* **EXERCISE INSTRUCTIONS**
(a) In the notebook on writing efficient code, write out the part that opens with the words containing "### Processing time" and closes with "the processing time.", swapping "runtime" for "execution time".
(b) According to the notebook on writing efficient code, what does `%%timeit` estimate?
(c) Decide whether each statement agrees with the notebook on writing efficient code. Answer yes or no, and quote the deciding words.
(i) np.arange() is faster than the base-python list array loop.
(ii) The compute time is to be divided by the last value of N.
(iii) The code imports pandas as pd.

* **SUPPLIED TEXT**
-- start --

# Writing efficient code, vectorization, and benchmarking.

#### Objectives:  
1. Understand how to use Pandas and Numpy most efficiently.
1. Relate the notions of efficient programming to [historical benchmarks].
1. Use vectorized operations to make your code faster.

In [None]:
import pandas as pd
import numpy as np
from math import *
import matplotlib.pyplot as plt

### Processing time for array creation.

**Let's explore different ways of creating an N=1000 element array:**

Below are some append() operations we've done many times to list and numpy arrays.  

We can determine their runtime using the `%%timeit` magic variable in Jupyter.  `%%timeit` runs multiple experiments or 'loops' to estimate the mean and standard deviation in the processing time.

In [None]:
%%timeit -n 100
# Appending items to a list array.
N = []
for n in range(1000):
    N.append(n)

### Append() operation on a numpy arrays...

In [None]:
%%timeit -n 100
# Appending items to a Numpy array
N = np.array([]);
for n in range(1000):
    N = np.append(N,n)

### Finally, create the  array as Numpy would recommend to do it.

In [None]:
%%timeit -n 100
N = np.arange(0,1000,1)

**Results:** Clearly, np.arange() is not using a for-loop, at least not in Python language, because this operation is much faster than even the base-python list array loop.

### How does the time required for computation scale with the value of N?  

1. Instead of using `%%timeit`, use the time() module to calculate the compute time.
1. Do this for multiple values of N.
1. Normalize or divide the compute time by the first value, so the compute time is unitless. This lets us compare with the benchmark curves below.

-- end --

* **RECORDED INFORMATION**
-- start --

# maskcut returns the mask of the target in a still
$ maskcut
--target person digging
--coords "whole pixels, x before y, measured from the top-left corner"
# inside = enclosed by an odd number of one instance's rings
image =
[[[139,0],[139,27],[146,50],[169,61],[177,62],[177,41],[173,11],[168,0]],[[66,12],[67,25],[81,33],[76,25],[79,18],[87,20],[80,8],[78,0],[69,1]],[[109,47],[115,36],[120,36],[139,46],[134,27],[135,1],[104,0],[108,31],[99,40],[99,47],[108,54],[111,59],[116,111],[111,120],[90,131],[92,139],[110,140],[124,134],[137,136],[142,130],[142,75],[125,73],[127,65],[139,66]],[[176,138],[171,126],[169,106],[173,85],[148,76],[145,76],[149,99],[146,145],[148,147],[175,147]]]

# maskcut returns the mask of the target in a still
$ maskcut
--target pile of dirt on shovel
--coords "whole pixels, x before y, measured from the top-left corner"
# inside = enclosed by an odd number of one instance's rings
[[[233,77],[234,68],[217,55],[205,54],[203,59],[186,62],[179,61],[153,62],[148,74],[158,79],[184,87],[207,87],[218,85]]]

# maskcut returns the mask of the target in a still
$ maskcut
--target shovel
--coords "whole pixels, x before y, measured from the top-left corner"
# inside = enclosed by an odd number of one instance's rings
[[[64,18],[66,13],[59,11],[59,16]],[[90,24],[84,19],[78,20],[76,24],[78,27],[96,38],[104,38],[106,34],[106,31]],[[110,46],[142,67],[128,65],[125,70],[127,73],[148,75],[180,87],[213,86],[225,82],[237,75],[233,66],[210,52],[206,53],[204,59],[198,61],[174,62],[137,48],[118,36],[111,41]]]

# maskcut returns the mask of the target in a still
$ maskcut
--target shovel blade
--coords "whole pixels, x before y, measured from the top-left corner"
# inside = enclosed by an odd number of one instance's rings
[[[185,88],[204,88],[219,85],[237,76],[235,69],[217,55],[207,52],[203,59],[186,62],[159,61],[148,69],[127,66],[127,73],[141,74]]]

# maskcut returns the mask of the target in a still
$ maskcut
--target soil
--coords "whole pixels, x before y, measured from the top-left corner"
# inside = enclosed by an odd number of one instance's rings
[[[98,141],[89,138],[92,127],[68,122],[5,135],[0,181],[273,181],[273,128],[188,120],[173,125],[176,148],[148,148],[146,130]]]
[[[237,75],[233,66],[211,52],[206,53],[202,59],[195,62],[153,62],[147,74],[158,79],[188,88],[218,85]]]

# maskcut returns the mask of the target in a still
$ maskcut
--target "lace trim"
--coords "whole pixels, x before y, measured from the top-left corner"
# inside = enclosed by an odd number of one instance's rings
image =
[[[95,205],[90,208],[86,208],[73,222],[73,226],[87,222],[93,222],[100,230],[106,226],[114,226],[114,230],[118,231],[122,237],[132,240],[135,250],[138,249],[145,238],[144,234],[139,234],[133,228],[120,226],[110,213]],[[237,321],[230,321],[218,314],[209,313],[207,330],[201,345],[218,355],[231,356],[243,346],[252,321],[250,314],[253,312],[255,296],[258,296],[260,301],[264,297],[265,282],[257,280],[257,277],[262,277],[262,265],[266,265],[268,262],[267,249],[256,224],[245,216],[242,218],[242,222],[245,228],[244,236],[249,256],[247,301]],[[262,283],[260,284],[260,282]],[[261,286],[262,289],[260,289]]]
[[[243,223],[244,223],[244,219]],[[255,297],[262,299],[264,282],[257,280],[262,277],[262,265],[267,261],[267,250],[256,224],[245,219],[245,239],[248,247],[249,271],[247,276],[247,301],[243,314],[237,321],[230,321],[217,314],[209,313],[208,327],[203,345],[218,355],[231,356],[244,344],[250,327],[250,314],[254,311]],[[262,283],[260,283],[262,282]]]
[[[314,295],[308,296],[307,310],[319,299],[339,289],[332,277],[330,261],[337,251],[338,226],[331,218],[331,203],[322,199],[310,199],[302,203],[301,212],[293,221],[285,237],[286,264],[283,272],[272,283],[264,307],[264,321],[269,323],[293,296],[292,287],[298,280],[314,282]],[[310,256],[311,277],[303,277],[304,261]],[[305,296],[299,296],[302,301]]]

-- end --

* **RESULTS OF THE EXERCISE**
(a)
### Processing time for array creation.

**Let's explore different ways of creating an N=1000 element array:**

Below are some append() operations we've done many times to list and numpy arrays.  

We can determine their execution time using the `%%timeit` magic variable in Jupyter.  `%%timeit` runs multiple experiments or 'loops' to estimate the mean and standard deviation in the processing time.

(b) The mean and standard deviation in the processing time.

(c)
(i) Yes: "this operation is much faster than even the base-python list array loop."
(ii) No: "Normalize or divide the compute time by the first value, so the compute time is unitless."
(iii) Yes: "import pandas as pd"